• **ESTRATTO**
►
Per i Giapponesi la conquista della Birmania voleva dire interrompere il passaggio di materiale dall’India alla Cina. Erano entrati in forze in Birmania il 16 gennaio 1942. I monsoni rendevano impraticabili le strade per cinque mesi all’anno.
Il generale Wingate il 17 febbraio 1943 inviò 2.300 uomini della brigata indiana nel cuore della Birmania per interrompere le vie di comunicazione ai Giapponesi e per sabotare la ferrovia Mandalay-Myitkyna impedendo così l’afflusso di materiale utile ad aprire la porta delle Indie. L’interruzione fu praticata il 1° maggio 1942. Il generale Charles Wingate detestava l’esercito, la disciplina nella sua inutilità e il sistema gerarchico, come tutta l’ortodossia. Trasformò gli Indiani in soldati scelti, i “Chindits”. Il 6 marzo le truppe di Wingate raggiunsero la ferrovia Mandalay-Myitkyna con lo scopo di tagliare a pezzi il percorso, far saltare i ponti, distruggere rotaie e provocare deragliamenti.
Allorché nel mese di maggio la 77a brigata rientrò in India percorrendo da 1800 a 2500 chilometri, da 3.200 uomini le restavano soltanto più 2.181. Le linee di comunicazione giapponesi subirono completa disorganizzazione e la ferrovia Mandalay-Myitkyna fu interrotta in oltre 75 punti.
Si alternavano le sorti delle battaglie: il 6 gennaio la 14a divisione riattaccò I Giapponesi asserragliati nelle città di Dombaik e Rachedaung. Il 18 marzo la 55a brigata indiana, attaccata ai fianchi dai Giapponesi, riparò in ritirata e il 5 aprile i nipponici riconquistarono la penisola di Mayu.
◄
Secondo l'estratto, in quanti punti fu interrotta la ferrovia Mandalay-Myitkyna? I dati che seguono sono materiale a sé, distinto dall'estratto.

• **BLOCCO DATI**
►
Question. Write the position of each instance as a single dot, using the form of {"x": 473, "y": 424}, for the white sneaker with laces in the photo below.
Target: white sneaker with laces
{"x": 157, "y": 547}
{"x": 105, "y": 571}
◄
• **SOLUZIONE**
In oltre 75 punti.